→ WHAT IS REQUIRED
Without leaving out a single line, restate the entries below exactly.

Point-per-instance localization data:
◇ ◇ ◇ ◇

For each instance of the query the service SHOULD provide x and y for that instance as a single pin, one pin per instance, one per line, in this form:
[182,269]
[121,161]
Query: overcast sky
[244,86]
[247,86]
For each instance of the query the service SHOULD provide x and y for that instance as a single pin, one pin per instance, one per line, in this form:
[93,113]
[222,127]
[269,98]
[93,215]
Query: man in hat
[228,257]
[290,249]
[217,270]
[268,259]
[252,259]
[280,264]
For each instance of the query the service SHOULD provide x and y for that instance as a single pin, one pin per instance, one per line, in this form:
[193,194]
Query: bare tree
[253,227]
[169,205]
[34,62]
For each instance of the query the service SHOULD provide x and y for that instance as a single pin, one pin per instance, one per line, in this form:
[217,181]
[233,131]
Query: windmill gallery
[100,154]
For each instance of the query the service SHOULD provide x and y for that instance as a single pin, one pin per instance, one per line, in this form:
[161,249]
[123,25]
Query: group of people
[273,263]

◇ ◇ ◇ ◇

→ ANSWER SPACE
For each instance of the query the service SHOULD provide x and y for that instance as a single pin, one pin per instance, one per line, in this form:
[182,269]
[121,161]
Query: overcast sky
[244,86]
[247,86]
For each instance of the query the service SHOULD provide x and y for that instance as a single pin, one pin per instance, one per line, in this form:
[93,113]
[222,127]
[269,98]
[93,215]
Query: man in hat
[228,257]
[290,249]
[217,270]
[268,259]
[252,259]
[280,264]
For each instance of the query the service SHOULD provide x and y for that instance as a single pin, one pin per instance, one per line, in this form:
[193,194]
Query: bare tree
[253,227]
[169,205]
[34,62]
For each instance of the query the service SHOULD provide x and y for that instance as a single pin, one pin per instance, one per line, in this form:
[217,181]
[233,131]
Query: windmill gallery
[100,154]
For each instance of the query the service SHOULD provide x and y for that instance as a single pin, one pin per instance, one per line, in this form:
[161,249]
[123,25]
Query: group of people
[273,263]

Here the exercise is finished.